Source excerpt ▸
Commentary Magazine


The Man Who Kept the Secrets, by Thomas Powers

The Agency

The Man Who Kept the Secrets: Richard Helms and the CIA.
by Thomas Powers.
Knopf. 393 pp. $12.95.

Thomas Powers has written a serious book about the CIA and one of its major figures, a book that is significant despite its author’s inability to overcome fully the accumulated prejudice of a decade of unrestrained accusation—now revealed as very largely unfounded. Unlike other celebrated “exposés” of the Agency in the recent past, The Man Who Kept the Secrets is a balanced work, written with care and maturity. If it is finally not successful, it nevertheless does get us halfway back to rationality on the subject of this country’s intelligence service. Would that halfway were far enough.

Powers tells us a great deal about the politics of the CIA, and he puts to rest one of the most widespread canards: that the Agency was for some time a “rogue elephant” out of control, creating its own foreign policy often contrary to the desires of the Presidents themselves. This is false. The CIA, in fact, has scrupulously carried out the wishes of the Presidents on all occasions. (Indeed, as Powers rightly stresses, one of the Agency’s most common sins has been that of failing to resist the executive branch’s worst instincts.) The point must be underlined because for many years some writers and critics have encouraged the belief that by its very nature a secret organization threatens “the system,” undermines democracy, and leads unerringly to evil. Powers effectively demolishes this demonology and focuses our attention where it belongs: on the ideology and conduct of the President and his colleagues in the executive branch.

As Powers acknowledges, the Agency is and must be a unique instrument, not only because of its relationship with the President, but because it is a secret organization. As such it gives—or used to give—the country the ability to exert power in cases where military force is too clumsy, too obvious, or inappropriate to the problem at hand (such as Iran after the taking of the hostages). In addition, the CIA enables the President to obtain information that might otherwise be unavailable, either because sources are unwilling to provide it openly or because the information in question is held by hostile powers who would never give it up voluntarily.

Tasks to perform ▸
[1] Reproduce the portion of the review starting with "Commentary Magazine" and going on through "were far enough.".
[2] According to the review, what widespread claim about the CIA does Powers put to rest?
Rely on the review alone.

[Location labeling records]

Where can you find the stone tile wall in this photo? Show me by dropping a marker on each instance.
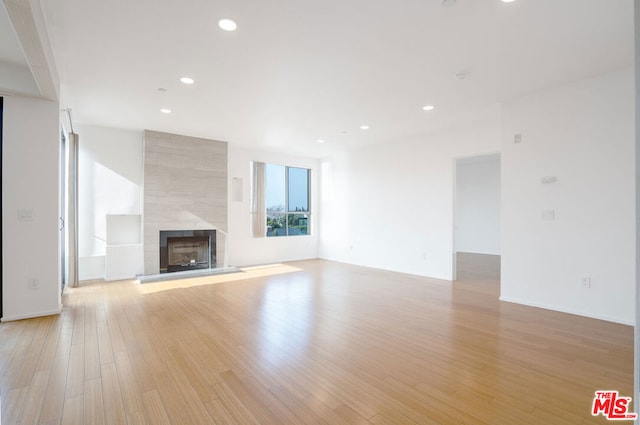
(185, 187)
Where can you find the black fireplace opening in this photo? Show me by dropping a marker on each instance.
(184, 250)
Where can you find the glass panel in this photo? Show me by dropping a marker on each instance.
(275, 188)
(298, 189)
(276, 224)
(298, 224)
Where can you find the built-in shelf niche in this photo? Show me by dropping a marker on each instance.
(124, 254)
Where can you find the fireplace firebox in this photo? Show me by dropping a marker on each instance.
(183, 250)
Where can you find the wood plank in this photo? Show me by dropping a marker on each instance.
(310, 342)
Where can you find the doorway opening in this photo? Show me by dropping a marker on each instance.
(476, 235)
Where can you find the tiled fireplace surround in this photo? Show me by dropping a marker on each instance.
(185, 188)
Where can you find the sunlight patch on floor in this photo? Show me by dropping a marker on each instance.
(245, 273)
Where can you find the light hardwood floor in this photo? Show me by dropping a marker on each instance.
(307, 342)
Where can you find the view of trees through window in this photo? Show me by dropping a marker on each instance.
(287, 200)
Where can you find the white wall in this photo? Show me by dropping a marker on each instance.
(244, 248)
(477, 227)
(30, 152)
(109, 182)
(391, 206)
(583, 134)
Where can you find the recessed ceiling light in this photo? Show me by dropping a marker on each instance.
(227, 24)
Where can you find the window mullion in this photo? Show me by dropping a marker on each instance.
(286, 200)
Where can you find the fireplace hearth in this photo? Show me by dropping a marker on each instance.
(184, 250)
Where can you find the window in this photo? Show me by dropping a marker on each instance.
(286, 200)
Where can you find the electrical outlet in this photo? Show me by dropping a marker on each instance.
(33, 283)
(548, 215)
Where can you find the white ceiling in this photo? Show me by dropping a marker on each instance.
(297, 71)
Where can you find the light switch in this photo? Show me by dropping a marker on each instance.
(25, 215)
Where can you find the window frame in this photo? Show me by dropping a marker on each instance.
(286, 212)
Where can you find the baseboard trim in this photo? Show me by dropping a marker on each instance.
(32, 315)
(567, 310)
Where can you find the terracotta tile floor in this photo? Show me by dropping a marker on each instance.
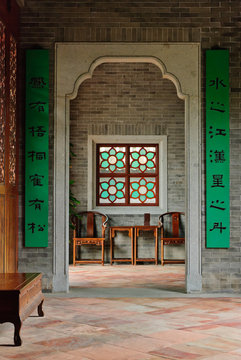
(138, 327)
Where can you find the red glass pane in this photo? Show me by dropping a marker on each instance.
(112, 191)
(2, 101)
(143, 191)
(143, 159)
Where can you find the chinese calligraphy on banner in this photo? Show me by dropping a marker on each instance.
(217, 149)
(36, 148)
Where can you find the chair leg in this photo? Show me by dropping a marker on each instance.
(103, 252)
(162, 253)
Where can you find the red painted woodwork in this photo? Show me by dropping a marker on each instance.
(9, 16)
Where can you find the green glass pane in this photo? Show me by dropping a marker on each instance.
(120, 164)
(120, 186)
(105, 164)
(112, 152)
(135, 194)
(112, 167)
(104, 155)
(135, 164)
(120, 155)
(143, 182)
(150, 194)
(150, 155)
(104, 195)
(150, 186)
(112, 198)
(135, 155)
(119, 194)
(135, 186)
(150, 164)
(104, 186)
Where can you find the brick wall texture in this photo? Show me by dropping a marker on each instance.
(212, 23)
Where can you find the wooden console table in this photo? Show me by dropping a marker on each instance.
(20, 295)
(144, 228)
(113, 230)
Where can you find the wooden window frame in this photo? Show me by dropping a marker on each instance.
(127, 175)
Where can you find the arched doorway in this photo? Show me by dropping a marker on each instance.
(179, 63)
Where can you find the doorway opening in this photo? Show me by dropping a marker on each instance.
(129, 107)
(180, 63)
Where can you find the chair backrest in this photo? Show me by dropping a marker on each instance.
(171, 225)
(86, 223)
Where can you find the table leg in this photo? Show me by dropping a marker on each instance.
(111, 248)
(156, 246)
(40, 309)
(17, 328)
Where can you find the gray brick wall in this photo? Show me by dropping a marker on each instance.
(213, 23)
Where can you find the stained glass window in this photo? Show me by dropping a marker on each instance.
(2, 100)
(127, 175)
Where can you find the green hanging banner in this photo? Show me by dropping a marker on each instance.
(36, 148)
(217, 149)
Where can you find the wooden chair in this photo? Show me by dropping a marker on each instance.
(170, 225)
(85, 233)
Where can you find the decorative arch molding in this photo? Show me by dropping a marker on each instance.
(125, 59)
(75, 63)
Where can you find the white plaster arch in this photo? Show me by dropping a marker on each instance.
(125, 59)
(178, 62)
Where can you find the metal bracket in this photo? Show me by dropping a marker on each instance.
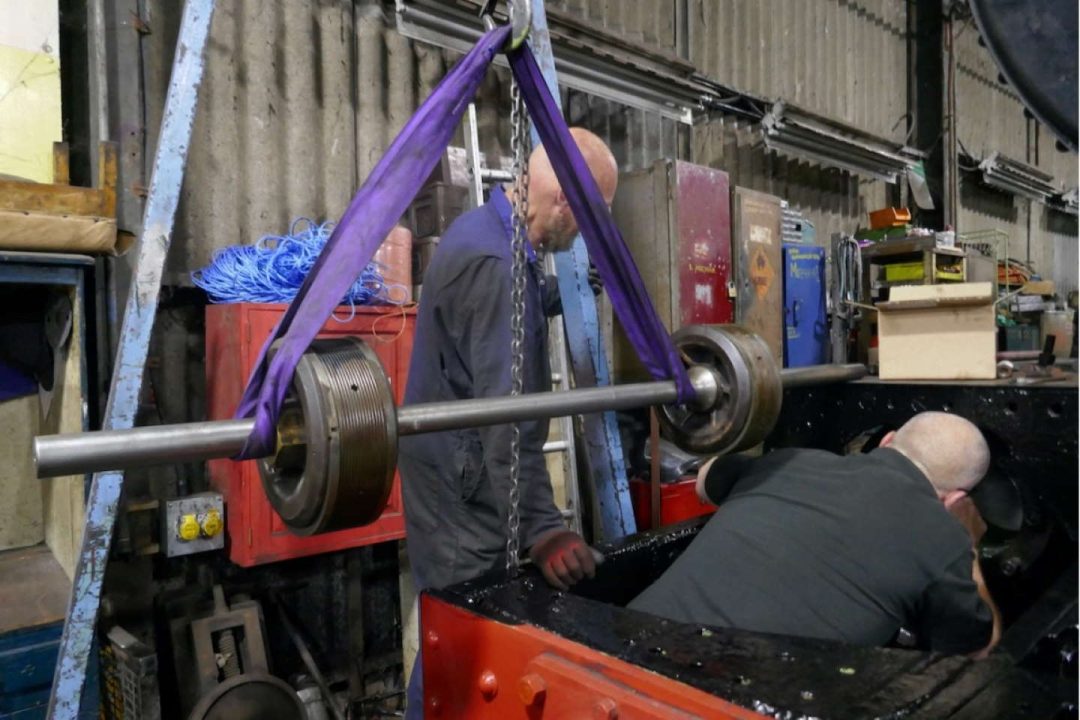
(521, 19)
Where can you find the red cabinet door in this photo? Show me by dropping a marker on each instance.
(234, 336)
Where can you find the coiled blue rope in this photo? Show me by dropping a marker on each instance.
(273, 269)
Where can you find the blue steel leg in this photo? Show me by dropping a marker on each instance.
(584, 342)
(165, 182)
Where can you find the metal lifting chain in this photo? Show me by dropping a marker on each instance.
(520, 143)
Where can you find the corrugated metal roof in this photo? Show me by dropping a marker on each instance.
(990, 119)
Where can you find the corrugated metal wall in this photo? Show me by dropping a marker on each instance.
(301, 98)
(844, 59)
(649, 23)
(835, 201)
(990, 119)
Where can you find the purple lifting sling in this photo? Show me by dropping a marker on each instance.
(387, 193)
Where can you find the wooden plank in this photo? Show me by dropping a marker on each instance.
(66, 233)
(107, 178)
(44, 198)
(34, 588)
(62, 164)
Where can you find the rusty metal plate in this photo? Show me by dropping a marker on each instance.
(758, 262)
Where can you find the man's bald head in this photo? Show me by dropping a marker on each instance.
(551, 221)
(947, 448)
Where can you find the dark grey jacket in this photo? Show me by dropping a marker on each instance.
(456, 484)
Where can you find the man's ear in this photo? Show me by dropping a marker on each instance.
(953, 497)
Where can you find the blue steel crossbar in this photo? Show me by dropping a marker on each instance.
(165, 182)
(584, 341)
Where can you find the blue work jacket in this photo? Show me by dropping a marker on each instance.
(456, 484)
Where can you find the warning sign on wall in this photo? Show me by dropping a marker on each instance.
(761, 272)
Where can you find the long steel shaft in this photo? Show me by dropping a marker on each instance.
(158, 445)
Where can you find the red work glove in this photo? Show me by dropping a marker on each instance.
(563, 557)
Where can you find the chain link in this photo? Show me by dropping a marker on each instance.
(520, 143)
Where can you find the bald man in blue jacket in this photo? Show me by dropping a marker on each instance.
(456, 484)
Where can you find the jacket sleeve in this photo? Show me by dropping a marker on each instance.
(953, 619)
(486, 340)
(724, 475)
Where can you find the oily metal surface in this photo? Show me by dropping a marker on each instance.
(775, 676)
(250, 696)
(337, 442)
(747, 404)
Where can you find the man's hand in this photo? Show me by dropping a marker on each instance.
(966, 512)
(563, 557)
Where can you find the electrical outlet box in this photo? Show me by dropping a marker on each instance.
(194, 524)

Solution set ▸
[1]
Commentary Magazine


The Man Who Kept the Secrets, by Thomas Powers

The Agency

The Man Who Kept the Secrets: Richard Helms and the CIA.
by Thomas Powers.
Knopf. 393 pp. $12.95.

Thomas Powers has written a serious book about the CIA and one of its major figures, a book that is significant despite its author’s inability to overcome fully the accumulated prejudice of a decade of unrestrained accusation—now revealed as very largely unfounded. Unlike other celebrated “exposés” of the Agency in the recent past, The Man Who Kept the Secrets is a balanced work, written with care and maturity. If it is finally not successful, it nevertheless does get us halfway back to rationality on the subject of this country’s intelligence service. Would that halfway were far enough.

[2] He refutes the claim that the Agency was for some time a "rogue elephant" out of control, creating its own foreign policy often contrary to the desires of the Presidents themselves.